Extrait du document:
# # # #

Je ne suis pas amateur de science fiction et les chapitres qui en relèvent (sauf l’épilogue) me laissent froid, disons qu’ils m’ennuient considérablement. Imaginer les propos, les pensées, les réactions ou les habitudes d’un individu provenant d’un organisme unique par reproduction asexuée me semble un exercice dénué d’intérêt. Heureusement, ces séquences sont beaucoup plus brèves que celles où apparaissent des personnages pathétiques, grandiloquents, déprimés, performants, narcissiques, avides ou psychotiques, ceux que nous pouvons croiser quotidiennement sur notre lieu de travail, sur les boulevards rutilants des démocraties terminales, dans l’hôtel en zone touristique sévèrement gardée par des hommes armés.

# # # #

Travail demandé:
1. Dans l'extrait, quel chapitre relevant de la science-fiction échappe à l'ennui exprimé ?
2. Résumez l'extrait en deux phrases.

Entrées enregistrées:
# # # #

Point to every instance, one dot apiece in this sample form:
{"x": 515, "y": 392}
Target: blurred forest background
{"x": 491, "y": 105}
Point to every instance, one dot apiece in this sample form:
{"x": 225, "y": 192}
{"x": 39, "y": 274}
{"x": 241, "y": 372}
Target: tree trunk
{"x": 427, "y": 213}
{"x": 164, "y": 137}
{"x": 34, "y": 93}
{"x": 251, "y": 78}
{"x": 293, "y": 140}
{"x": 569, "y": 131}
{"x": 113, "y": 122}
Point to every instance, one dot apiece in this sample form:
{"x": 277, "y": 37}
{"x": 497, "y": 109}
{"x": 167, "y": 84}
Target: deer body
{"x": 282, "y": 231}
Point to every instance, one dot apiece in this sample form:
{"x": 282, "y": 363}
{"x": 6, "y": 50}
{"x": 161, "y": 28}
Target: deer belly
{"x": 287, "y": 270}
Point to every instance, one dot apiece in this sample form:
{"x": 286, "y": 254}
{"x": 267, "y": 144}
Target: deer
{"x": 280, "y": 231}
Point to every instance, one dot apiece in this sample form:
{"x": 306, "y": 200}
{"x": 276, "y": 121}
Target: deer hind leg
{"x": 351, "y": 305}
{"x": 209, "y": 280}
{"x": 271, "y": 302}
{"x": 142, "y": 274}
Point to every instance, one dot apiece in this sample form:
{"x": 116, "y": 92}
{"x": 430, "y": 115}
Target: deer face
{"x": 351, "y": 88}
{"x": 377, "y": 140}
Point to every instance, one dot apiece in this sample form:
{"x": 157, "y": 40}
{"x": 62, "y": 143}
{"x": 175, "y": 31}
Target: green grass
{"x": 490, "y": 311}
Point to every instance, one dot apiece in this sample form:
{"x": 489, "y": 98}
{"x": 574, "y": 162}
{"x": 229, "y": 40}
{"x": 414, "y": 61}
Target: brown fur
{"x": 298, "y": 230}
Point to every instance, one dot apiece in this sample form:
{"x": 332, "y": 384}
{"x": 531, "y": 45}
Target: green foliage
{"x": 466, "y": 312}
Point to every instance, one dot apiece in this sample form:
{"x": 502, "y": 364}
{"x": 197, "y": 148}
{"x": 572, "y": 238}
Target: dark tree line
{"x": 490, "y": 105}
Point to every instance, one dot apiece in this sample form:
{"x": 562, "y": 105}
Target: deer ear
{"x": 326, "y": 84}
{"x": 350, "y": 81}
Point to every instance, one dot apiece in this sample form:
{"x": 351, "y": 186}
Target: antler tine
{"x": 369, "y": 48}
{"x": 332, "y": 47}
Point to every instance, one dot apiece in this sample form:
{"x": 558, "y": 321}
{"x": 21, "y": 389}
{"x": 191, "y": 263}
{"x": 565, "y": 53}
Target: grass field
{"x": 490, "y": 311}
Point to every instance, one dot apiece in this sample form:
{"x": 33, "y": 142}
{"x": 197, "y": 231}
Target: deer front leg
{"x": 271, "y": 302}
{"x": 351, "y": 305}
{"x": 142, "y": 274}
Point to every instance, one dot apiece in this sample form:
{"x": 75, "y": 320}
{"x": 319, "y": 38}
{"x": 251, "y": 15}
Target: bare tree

# # # #

Réponses dans l'ordre:
1. L'épilogue.

2. L'extrait juge ennuyeux les chapitres de science-fiction, sauf l'épilogue, et dénué d'intérêt l'exercice consistant à imaginer un individu issu d'une reproduction asexuée. Ces séquences sont heureusement bien plus brèves que celles où apparaissent des personnages pathétiques, grandiloquents, narcissiques ou avides, semblables à ceux que l'on croise chaque jour au travail, sur les boulevards ou dans les hôtels gardés par des hommes armés.